* What is required
Please copy each line of the records below exactly as it stands, keeping every character and the line order unchanged.

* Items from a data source
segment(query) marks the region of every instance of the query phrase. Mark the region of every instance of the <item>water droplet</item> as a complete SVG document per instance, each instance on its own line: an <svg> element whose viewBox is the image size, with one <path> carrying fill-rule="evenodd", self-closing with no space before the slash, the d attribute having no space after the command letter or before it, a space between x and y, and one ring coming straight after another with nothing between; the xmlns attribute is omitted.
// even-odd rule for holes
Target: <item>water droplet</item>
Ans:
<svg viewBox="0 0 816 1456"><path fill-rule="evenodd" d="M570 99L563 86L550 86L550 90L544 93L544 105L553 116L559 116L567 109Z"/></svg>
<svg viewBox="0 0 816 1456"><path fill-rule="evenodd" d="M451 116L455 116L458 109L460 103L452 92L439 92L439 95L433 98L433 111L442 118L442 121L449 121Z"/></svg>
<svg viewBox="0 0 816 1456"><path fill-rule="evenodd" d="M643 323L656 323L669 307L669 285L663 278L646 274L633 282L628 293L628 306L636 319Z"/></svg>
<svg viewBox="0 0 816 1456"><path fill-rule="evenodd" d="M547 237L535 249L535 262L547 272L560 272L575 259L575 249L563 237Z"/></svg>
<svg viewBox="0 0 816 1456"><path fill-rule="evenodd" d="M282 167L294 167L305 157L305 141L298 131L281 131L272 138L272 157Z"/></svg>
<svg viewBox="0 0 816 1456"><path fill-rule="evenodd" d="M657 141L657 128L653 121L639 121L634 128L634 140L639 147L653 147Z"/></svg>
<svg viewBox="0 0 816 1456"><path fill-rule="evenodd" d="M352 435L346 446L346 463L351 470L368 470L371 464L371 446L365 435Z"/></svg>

* Output of the task
segment(query) marks the region of every instance of the query phrase. Mark the region of every instance of the <item>water droplet</item> as a complete SVG document per instance, each instance on its own line: an <svg> element whose viewBox is the image size, with one <path> carrying fill-rule="evenodd", self-closing with no space before the slash, the d attribute having no space after the command letter or before it, a space between x and y, and one ring coming straight after another with nothing between; the xmlns attribute is omitted.
// even-odd rule for holes
Target: <item>water droplet</item>
Ans:
<svg viewBox="0 0 816 1456"><path fill-rule="evenodd" d="M570 99L563 86L550 86L550 90L544 93L544 105L553 116L559 116L567 109Z"/></svg>
<svg viewBox="0 0 816 1456"><path fill-rule="evenodd" d="M451 116L455 116L458 109L460 103L452 92L439 92L439 95L433 98L433 111L442 118L442 121L449 121Z"/></svg>
<svg viewBox="0 0 816 1456"><path fill-rule="evenodd" d="M643 323L656 323L669 307L669 285L663 278L646 274L633 282L628 293L628 306L636 319Z"/></svg>
<svg viewBox="0 0 816 1456"><path fill-rule="evenodd" d="M547 237L535 249L535 262L547 272L560 272L575 259L575 249L563 237Z"/></svg>
<svg viewBox="0 0 816 1456"><path fill-rule="evenodd" d="M282 167L294 167L305 157L305 141L298 131L281 131L272 138L272 157Z"/></svg>
<svg viewBox="0 0 816 1456"><path fill-rule="evenodd" d="M657 141L657 128L653 121L639 121L634 128L634 140L639 147L653 147Z"/></svg>
<svg viewBox="0 0 816 1456"><path fill-rule="evenodd" d="M352 435L346 446L346 463L351 470L368 470L371 464L371 446L365 435Z"/></svg>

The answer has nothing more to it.